#### DATASET CONTENT ####

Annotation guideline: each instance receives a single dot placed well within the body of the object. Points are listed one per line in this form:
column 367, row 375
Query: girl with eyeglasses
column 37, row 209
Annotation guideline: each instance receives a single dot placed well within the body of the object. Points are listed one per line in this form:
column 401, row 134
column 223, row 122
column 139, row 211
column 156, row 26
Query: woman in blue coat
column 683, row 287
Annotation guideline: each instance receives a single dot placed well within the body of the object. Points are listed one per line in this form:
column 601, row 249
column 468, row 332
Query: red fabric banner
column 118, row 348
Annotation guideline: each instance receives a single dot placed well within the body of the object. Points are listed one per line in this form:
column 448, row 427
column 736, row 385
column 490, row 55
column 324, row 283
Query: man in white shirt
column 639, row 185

####

# [WRITTEN INSTRUCTION]
Show each line of the data above that contains the string "Query".

# [CORRECT RESPONSE]
Query: girl with eyeglasses
Query: woman in blue coat
Query: red fabric banner
Query: man in white shirt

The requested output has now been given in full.